_What you have to do_: With no line omitted, restate the records below exactly as they appear.

_Segmentation mask data_:
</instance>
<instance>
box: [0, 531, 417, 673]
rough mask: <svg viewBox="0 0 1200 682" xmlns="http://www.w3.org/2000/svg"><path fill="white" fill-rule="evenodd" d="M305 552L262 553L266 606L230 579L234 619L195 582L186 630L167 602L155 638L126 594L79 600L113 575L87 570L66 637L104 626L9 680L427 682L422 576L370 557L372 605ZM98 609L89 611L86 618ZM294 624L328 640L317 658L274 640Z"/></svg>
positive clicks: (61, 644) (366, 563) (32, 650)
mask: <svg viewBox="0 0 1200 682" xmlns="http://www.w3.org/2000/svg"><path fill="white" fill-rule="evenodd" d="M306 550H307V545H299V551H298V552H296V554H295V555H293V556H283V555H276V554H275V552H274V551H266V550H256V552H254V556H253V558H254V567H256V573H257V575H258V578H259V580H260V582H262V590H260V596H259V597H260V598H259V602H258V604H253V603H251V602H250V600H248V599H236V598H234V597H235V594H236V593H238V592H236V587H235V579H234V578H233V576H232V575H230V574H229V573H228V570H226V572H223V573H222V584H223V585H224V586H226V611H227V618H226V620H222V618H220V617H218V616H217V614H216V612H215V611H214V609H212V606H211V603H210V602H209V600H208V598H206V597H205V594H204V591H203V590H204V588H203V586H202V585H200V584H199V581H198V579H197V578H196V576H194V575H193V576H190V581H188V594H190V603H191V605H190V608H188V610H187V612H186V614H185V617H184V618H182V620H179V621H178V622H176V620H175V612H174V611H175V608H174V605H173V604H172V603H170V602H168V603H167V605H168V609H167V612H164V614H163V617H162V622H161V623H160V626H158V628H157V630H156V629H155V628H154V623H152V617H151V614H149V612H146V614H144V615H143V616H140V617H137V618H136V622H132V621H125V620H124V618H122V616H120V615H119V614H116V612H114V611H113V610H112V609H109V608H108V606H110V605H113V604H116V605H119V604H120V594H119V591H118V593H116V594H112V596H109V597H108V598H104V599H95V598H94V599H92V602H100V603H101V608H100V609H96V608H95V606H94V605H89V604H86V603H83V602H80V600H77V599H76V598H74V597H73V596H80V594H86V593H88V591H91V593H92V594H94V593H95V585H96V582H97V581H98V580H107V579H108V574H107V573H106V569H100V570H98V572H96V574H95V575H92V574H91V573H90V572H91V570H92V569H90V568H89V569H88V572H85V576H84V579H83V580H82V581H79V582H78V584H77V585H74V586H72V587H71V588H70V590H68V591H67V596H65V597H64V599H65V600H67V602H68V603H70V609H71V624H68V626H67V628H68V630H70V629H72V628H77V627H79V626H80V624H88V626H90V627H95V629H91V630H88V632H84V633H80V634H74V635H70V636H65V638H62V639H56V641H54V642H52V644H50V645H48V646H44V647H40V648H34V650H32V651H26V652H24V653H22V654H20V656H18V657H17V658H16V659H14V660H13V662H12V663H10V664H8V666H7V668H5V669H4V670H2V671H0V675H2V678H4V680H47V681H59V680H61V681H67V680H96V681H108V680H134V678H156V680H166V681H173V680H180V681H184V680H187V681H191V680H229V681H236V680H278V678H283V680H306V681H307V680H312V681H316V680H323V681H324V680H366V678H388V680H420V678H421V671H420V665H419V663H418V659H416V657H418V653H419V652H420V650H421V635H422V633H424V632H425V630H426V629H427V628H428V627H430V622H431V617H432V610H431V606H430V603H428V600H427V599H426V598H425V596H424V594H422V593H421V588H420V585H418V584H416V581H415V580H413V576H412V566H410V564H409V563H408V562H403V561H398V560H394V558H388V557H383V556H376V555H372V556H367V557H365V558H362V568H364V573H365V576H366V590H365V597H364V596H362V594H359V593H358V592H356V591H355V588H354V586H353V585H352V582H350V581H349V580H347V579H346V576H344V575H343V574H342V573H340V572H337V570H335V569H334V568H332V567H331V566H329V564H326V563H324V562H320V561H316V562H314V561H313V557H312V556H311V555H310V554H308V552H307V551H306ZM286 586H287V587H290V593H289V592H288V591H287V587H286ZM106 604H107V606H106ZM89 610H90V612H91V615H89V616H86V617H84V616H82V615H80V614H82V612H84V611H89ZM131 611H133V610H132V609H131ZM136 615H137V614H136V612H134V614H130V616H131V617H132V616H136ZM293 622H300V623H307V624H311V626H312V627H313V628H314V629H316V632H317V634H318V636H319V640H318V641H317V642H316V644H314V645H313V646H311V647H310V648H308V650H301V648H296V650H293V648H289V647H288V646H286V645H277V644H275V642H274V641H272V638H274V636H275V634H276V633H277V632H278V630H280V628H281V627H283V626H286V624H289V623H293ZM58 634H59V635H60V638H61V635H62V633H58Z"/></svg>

_Finished exercise_:
</instance>
<instance>
box: [0, 531, 417, 673]
rough mask: <svg viewBox="0 0 1200 682" xmlns="http://www.w3.org/2000/svg"><path fill="white" fill-rule="evenodd" d="M305 552L262 553L266 606L230 579L234 619L195 582L186 630L167 602L155 638L126 594L79 600L113 575L87 570L66 637L104 626L9 680L427 682L422 576L370 557L372 605ZM98 609L89 611L86 618ZM294 624L328 640L317 658L274 640Z"/></svg>
positive clicks: (61, 644) (366, 563) (32, 650)
mask: <svg viewBox="0 0 1200 682" xmlns="http://www.w3.org/2000/svg"><path fill="white" fill-rule="evenodd" d="M306 550H307V545H299V551H298V552H296V554H295V555H293V556H283V555H276V554H275V552H274V551H266V550H256V552H254V556H253V558H254V567H256V573H257V575H258V578H259V580H260V582H262V590H260V596H259V597H260V598H259V602H258V604H253V603H251V602H250V600H248V599H236V598H234V597H235V594H236V593H238V592H236V587H235V579H234V578H233V576H232V575H230V574H229V573H228V570H226V572H223V573H222V584H223V585H224V586H226V611H227V618H226V620H222V618H220V617H218V616H217V614H216V612H215V611H214V609H212V606H211V603H210V602H209V600H208V598H206V597H205V594H204V591H203V590H204V588H203V586H202V585H200V584H199V581H198V579H197V578H196V576H194V575H193V576H190V581H188V594H190V603H191V605H190V608H188V610H187V612H186V614H185V617H184V618H182V620H179V621H178V622H176V620H175V612H174V611H175V608H174V605H173V604H172V603H170V602H168V603H167V605H168V609H167V612H164V614H163V617H162V622H161V623H160V626H158V628H157V630H156V629H155V628H154V623H152V617H151V614H149V612H146V614H144V615H143V616H140V617H137V618H136V622H132V621H125V620H124V618H122V616H120V615H119V614H116V612H114V611H113V610H112V609H109V608H108V606H110V605H113V604H116V605H119V604H120V594H119V591H118V593H116V594H112V596H109V597H108V598H104V599H95V598H94V599H92V602H100V603H101V608H100V609H96V608H95V606H94V605H89V604H86V603H83V602H80V600H77V599H76V598H74V597H73V596H80V594H86V593H88V591H91V593H92V594H94V593H95V585H96V582H97V581H98V580H107V579H108V574H107V573H106V569H100V570H98V572H96V574H95V575H92V574H91V573H90V572H91V570H92V569H90V568H89V569H88V572H85V576H84V579H83V580H82V581H79V582H78V584H77V585H74V586H72V587H71V588H70V590H68V591H67V596H65V597H64V599H65V600H67V602H68V603H70V609H71V624H68V626H67V628H68V630H70V629H72V628H77V627H79V626H80V624H88V626H90V627H95V629H91V630H88V632H84V633H80V634H74V635H70V636H65V638H62V639H56V641H54V642H52V644H50V645H48V646H44V647H40V648H34V650H32V651H26V652H24V653H22V654H20V656H18V657H17V658H16V659H14V660H13V662H12V663H10V664H8V666H7V668H5V669H4V670H2V671H0V675H2V678H4V680H47V681H59V680H61V681H67V680H96V681H108V680H134V678H156V680H166V681H173V680H180V681H184V680H187V681H191V680H229V681H236V680H278V678H283V680H306V681H307V680H312V681H316V680H323V681H324V680H366V678H388V680H420V678H421V671H420V665H419V663H418V659H416V657H418V653H419V652H420V650H421V635H422V633H424V632H425V630H426V629H427V628H428V627H430V622H431V617H432V610H431V606H430V603H428V600H427V599H426V598H425V596H424V594H422V593H421V588H420V585H418V584H416V581H415V580H413V576H412V566H410V564H409V563H408V562H403V561H398V560H394V558H388V557H383V556H376V555H372V556H367V557H365V558H362V568H364V573H365V576H366V590H365V597H364V596H362V594H359V593H358V592H356V591H355V588H354V586H353V585H352V582H350V581H349V580H347V579H346V576H344V575H343V574H342V573H340V572H337V570H335V569H334V568H332V567H331V566H329V564H326V563H324V562H320V561H316V562H314V561H313V557H312V556H311V555H310V554H308V552H307V551H306ZM286 586H287V587H290V593H289V592H288V591H287V587H286ZM106 604H107V606H106ZM89 610H90V612H91V615H89V616H86V617H84V616H82V615H80V614H82V612H84V611H89ZM131 611H133V610H132V609H131ZM136 615H137V614H136V612H134V614H130V616H131V617H132V616H136ZM293 622H300V623H307V624H311V626H312V627H313V628H314V629H316V632H317V634H318V636H319V640H318V641H317V642H316V644H314V645H313V646H311V647H310V648H308V650H301V648H296V650H293V648H289V647H288V646H286V645H277V644H275V642H274V641H272V638H274V636H275V634H276V633H277V632H278V630H280V628H281V627H283V626H286V624H289V623H293ZM58 634H59V635H60V638H61V635H62V633H58Z"/></svg>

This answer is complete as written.